"""
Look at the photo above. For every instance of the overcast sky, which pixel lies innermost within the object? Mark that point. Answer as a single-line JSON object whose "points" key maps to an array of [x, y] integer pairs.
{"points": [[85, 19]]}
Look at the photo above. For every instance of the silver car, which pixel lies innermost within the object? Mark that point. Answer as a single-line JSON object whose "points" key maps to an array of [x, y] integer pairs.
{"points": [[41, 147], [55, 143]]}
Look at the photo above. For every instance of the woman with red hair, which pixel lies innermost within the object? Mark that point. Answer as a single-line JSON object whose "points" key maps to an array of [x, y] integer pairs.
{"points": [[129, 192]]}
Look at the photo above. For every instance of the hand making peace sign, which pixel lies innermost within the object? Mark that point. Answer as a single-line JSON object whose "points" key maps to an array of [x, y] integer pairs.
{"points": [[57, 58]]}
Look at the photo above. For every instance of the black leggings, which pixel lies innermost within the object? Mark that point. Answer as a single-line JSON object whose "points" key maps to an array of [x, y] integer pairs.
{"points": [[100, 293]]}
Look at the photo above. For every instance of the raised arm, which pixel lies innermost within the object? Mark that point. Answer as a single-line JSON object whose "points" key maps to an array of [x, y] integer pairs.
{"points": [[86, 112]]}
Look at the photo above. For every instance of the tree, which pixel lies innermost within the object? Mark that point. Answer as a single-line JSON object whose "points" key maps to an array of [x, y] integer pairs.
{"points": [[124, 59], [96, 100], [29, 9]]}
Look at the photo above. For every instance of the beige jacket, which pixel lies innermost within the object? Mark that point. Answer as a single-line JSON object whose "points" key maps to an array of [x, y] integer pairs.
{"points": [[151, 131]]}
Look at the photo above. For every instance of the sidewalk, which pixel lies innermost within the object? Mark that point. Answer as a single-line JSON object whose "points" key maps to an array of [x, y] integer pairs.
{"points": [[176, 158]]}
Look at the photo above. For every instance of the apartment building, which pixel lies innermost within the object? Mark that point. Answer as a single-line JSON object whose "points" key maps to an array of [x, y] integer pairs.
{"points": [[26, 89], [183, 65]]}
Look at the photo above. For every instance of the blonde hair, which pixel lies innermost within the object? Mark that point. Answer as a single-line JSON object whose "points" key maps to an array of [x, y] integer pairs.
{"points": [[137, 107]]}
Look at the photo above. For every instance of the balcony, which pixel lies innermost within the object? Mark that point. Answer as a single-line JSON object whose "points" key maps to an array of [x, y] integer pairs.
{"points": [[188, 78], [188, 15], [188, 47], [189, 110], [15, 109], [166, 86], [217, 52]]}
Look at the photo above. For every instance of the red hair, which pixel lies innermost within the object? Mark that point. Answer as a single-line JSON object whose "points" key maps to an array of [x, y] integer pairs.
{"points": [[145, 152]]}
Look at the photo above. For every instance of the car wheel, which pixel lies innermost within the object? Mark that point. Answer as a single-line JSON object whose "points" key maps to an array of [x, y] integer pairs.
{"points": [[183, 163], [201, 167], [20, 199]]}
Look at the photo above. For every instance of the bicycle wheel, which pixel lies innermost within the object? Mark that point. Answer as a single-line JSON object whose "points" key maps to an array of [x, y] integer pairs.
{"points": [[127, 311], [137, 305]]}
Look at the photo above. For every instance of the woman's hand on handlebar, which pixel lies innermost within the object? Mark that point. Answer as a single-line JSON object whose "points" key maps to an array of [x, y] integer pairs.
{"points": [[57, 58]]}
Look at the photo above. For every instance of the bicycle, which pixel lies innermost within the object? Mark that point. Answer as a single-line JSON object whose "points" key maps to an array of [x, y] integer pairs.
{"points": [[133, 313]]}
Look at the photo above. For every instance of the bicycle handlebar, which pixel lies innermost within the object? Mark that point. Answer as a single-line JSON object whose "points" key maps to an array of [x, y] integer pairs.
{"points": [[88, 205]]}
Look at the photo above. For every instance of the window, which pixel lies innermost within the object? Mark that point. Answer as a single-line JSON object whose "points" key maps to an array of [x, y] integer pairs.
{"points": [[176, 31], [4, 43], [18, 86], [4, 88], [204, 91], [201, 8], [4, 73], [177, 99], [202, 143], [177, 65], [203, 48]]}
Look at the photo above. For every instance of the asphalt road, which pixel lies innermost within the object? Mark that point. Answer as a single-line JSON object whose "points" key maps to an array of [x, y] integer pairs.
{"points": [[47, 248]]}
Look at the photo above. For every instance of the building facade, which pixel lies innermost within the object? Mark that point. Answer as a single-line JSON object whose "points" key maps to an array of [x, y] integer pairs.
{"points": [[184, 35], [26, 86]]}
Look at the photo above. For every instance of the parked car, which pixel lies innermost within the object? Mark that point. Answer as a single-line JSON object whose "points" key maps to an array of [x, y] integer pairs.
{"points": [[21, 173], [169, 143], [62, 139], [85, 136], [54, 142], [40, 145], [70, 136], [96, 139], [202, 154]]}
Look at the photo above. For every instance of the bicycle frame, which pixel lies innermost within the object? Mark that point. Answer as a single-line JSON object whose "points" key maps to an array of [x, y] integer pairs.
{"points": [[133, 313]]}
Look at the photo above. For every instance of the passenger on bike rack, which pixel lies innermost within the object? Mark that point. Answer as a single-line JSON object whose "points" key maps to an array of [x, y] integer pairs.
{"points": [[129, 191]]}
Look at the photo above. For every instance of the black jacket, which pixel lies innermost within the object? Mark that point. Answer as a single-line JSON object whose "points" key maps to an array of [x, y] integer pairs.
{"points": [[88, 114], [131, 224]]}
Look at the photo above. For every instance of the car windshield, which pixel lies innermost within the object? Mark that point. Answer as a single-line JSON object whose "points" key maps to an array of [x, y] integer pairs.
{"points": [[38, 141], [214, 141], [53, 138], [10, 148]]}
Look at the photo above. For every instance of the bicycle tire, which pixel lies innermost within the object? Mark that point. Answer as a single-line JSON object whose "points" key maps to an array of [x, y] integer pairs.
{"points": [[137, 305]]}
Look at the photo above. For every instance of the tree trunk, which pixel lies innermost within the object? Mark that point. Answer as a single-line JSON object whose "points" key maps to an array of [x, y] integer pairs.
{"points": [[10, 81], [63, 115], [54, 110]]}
"""
▸ **Required action**
Each line above should be duplicated without any alteration.

▸ **Written reply**
Look at the photo above. For every instance of the overcast sky, which pixel lies innermost within the object? Mark that point. Answer as a single-line JSON object whose "points" key maps to an array of [x, y] integer pairs.
{"points": [[85, 19]]}
Look at the photo above. For every instance of the silver car, which pixel lies innermost within the object? Mark that point. Answer as a single-line JSON object whose "points" key maps to an array of [x, y] integer pairs.
{"points": [[41, 147], [55, 143]]}
Look at the photo above. For every instance of the woman with red hair, which pixel lies innermost within the object? Mark that point. Answer as a single-line JSON object whose "points" key maps to an array of [x, y] integer pairs.
{"points": [[129, 192]]}
Look at the photo above. For every instance of the hand making peace sign, which pixel lies innermost within the object? Mark that point. Answer as a single-line JSON object whose "points" key maps to an array of [x, y] integer pairs.
{"points": [[57, 58]]}
Look at the photo above. For every instance of the black leggings, which pixel lies innermost within the object? Mark that point. Answer as a single-line JSON object whose "points" key maps to an array of [x, y] integer pairs.
{"points": [[100, 293]]}
Look at the photo above. For every instance of the raised arm, which pixel lies innermost within the object? Mark that point. Answer as a single-line JSON object whose "points" key maps to an array of [x, y] integer pairs.
{"points": [[86, 112]]}
Look at the photo above. For every instance of the tree, which pixel lies innermost within the object? Mark that point. Answer as a single-line JSON object whose "points" key maps to an array of [x, y] integer pairs.
{"points": [[124, 59], [96, 100], [29, 9]]}
Look at the photo above. For every instance of the beige jacket, which pixel lies innermost within the object? Mark that point. Answer as a single-line JSON object whose "points" key maps to an array of [x, y] integer pairs.
{"points": [[151, 131]]}
Look at the photo above. For every instance of the sidewalk, which pixel lies innermost within the object? Mark that point. Answer as a single-line JSON object whose "points" key maps to an array of [x, y] integer pairs.
{"points": [[176, 158]]}
Look at the photo above. For every instance of the apartment building, which pixel lies innermost within the object? Mark that point. Answer as a single-line JSON object whose "points" key maps to an array of [x, y] integer pairs.
{"points": [[26, 89], [183, 65]]}
Look at the photo above. For every instance of the blonde hair, which pixel lies innermost within the object? Mark that point. Answer as a single-line JSON object whose "points" key maps to an array of [x, y] integer pairs.
{"points": [[137, 107]]}
Look at the photo above. For every instance of the balcony, which pixel lies innermost within the object? Mark that point. Answer as a single-line JSON object whose "points" key maps to an array of [x, y] integer pairs.
{"points": [[188, 78], [188, 15], [188, 47], [189, 110], [15, 109], [166, 86], [217, 52]]}
Look at the photo above. For every instance of the red hair, which pixel lies innermost within the object? Mark that point. Answer as a single-line JSON object whose "points" key maps to an array of [x, y] integer pairs.
{"points": [[145, 152]]}
Look at the photo above. For every instance of the car wheel, which pixel lies innermost within the object? Mark that point. Answer as a single-line JSON object whose "points" key maps to an array of [x, y] integer pairs.
{"points": [[183, 163], [201, 167], [20, 199]]}
Look at the photo above. For every instance of the bicycle wheel, which pixel lies innermost within the object? Mark that point. Answer as a single-line JSON object whose "points" key maps to an array of [x, y] integer pairs.
{"points": [[127, 311], [137, 305]]}
Look at the photo above. For every instance of the woman's hand on handlebar, which pixel lies innermost within the object? Mark that point. Answer as a single-line JSON object whose "points" key maps to an array of [x, y] integer pairs.
{"points": [[57, 58]]}
Look at the photo above. For every instance of the bicycle, which pixel lies innermost within the object? Mark that point. Answer as a single-line JSON object whose "points" key maps to an array of [x, y] integer pairs.
{"points": [[133, 313]]}
Look at the photo above. For every instance of the bicycle handlebar, which pixel lies innermost within the object? Mark that point. Answer as a single-line JSON object whose "points" key maps to an array of [x, y] integer pairs.
{"points": [[88, 205]]}
Look at the photo above. For every instance of the window, which pixel lies innermost within the object? Mark that point. Answer as a single-line JSON object whose "points" key maps to an array of [x, y] integer pairs.
{"points": [[176, 31], [4, 43], [18, 86], [4, 88], [204, 91], [201, 8], [4, 73], [177, 99], [202, 143], [177, 65], [203, 48]]}
Look at the photo above. For every instance of the asphalt road, which pixel lies innermost within the object? Mark that point. Answer as a single-line JSON object whose "points" key maps to an array of [x, y] integer pairs.
{"points": [[47, 248]]}
Look at the photo above. For every instance of the building facade, which pixel lies innermost within the object? Mark that point. Answer as a single-line JSON object whose "points" key maps to an array of [x, y] integer pairs.
{"points": [[184, 35], [26, 86]]}
Look at the photo above. For every instance of the parked car, which pixel lies innermost within the object? Mark that point. Answer as a single-line JSON object whose "points" key maps to an array of [x, y] integer pairs.
{"points": [[21, 173], [169, 143], [62, 139], [85, 136], [54, 142], [40, 145], [70, 136], [96, 139], [202, 154]]}
Look at the photo above. For every instance of the bicycle frame, which pixel lies innermost within the object? Mark that point. Answer as a single-line JSON object whose "points" key maps to an array of [x, y] integer pairs.
{"points": [[133, 313]]}
Look at the photo above. For every instance of the passenger on bike rack, which pixel lies innermost within the object? Mark that point. Answer as a single-line JSON object whose "points" key maps to an array of [x, y] integer pairs.
{"points": [[129, 191]]}
Look at the photo above. For every instance of the black jacket, which pixel lies innermost within the object? Mark that point. Answer as a single-line JSON object whose "points" key maps to an array of [x, y] integer pairs.
{"points": [[88, 114], [131, 224]]}
Look at the photo above. For every instance of the car windshield, which pixel lies innermost within the object? Mark that point. Answer as a single-line JSON object whose "points" key maps to an array of [x, y] integer pairs.
{"points": [[38, 141], [214, 141], [53, 138], [10, 148]]}
Look at the photo above. For every instance of the bicycle tire, which pixel lies innermost within the object? Mark that point. Answer as a single-line JSON object whose "points" key maps to an array of [x, y] integer pairs.
{"points": [[137, 305]]}
Look at the photo above. For every instance of the tree trunk, which pixel lies innermost within the object? Mark that point. Answer as a single-line JSON object whose "points" key maps to an array of [x, y] integer pairs.
{"points": [[10, 81], [63, 115], [54, 110]]}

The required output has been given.